**AIM OF THE TASK**
What is the number of lines in the entries that contain the word "locomotive"? Reply with that number only.

**INFORMATION**
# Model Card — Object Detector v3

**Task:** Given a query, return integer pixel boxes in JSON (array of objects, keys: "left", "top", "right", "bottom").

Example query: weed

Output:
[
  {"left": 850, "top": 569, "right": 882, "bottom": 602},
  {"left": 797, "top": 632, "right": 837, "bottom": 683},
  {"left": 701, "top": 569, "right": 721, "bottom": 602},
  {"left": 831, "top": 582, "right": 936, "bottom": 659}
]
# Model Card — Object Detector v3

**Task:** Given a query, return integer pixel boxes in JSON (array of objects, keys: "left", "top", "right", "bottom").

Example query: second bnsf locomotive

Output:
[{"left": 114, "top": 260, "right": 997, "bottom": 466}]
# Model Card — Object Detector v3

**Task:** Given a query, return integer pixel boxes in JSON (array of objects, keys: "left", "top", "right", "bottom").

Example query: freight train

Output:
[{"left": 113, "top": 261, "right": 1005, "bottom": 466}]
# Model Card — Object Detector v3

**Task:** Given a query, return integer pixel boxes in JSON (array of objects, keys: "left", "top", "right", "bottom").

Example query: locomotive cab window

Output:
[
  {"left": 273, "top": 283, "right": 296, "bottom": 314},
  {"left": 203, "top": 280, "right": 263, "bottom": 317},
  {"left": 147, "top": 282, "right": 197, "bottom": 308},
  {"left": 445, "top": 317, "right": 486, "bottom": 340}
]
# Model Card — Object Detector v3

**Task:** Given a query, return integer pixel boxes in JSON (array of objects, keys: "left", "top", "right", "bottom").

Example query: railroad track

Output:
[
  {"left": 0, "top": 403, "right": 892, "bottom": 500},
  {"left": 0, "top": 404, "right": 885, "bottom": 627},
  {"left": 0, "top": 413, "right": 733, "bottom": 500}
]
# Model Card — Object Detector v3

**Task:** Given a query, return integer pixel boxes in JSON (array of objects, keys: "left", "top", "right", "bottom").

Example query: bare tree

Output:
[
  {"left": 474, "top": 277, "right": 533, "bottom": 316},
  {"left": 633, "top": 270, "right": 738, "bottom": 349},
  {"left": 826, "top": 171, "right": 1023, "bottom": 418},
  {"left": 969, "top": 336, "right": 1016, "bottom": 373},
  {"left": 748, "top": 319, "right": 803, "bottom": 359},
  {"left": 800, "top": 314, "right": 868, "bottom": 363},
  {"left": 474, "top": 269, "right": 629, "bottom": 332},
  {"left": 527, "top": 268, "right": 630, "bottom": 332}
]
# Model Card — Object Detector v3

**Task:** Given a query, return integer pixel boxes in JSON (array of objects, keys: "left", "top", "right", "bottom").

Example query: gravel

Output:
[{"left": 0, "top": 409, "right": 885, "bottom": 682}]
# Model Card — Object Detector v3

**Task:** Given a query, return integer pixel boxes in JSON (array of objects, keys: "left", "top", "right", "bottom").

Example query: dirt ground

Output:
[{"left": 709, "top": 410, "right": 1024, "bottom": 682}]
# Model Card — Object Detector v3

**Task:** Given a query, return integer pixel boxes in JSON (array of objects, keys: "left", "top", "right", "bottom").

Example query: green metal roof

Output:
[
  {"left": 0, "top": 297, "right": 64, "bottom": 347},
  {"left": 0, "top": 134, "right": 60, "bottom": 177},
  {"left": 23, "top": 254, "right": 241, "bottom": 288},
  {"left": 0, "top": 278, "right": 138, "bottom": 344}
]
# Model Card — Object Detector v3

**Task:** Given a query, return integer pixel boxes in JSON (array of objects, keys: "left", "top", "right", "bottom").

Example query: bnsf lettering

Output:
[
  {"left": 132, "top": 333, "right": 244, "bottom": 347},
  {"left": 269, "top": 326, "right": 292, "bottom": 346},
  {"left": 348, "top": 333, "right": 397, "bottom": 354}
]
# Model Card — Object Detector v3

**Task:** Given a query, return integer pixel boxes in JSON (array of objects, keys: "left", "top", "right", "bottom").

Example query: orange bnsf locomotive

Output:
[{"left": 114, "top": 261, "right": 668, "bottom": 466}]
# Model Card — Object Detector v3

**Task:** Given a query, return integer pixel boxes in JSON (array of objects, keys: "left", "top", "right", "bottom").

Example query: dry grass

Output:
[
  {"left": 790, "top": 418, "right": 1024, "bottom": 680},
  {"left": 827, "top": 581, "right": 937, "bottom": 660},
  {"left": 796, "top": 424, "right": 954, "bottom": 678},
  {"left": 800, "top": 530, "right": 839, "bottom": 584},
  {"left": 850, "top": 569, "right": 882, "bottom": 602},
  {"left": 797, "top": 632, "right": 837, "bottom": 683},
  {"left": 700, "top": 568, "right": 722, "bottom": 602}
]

**RESULT**
3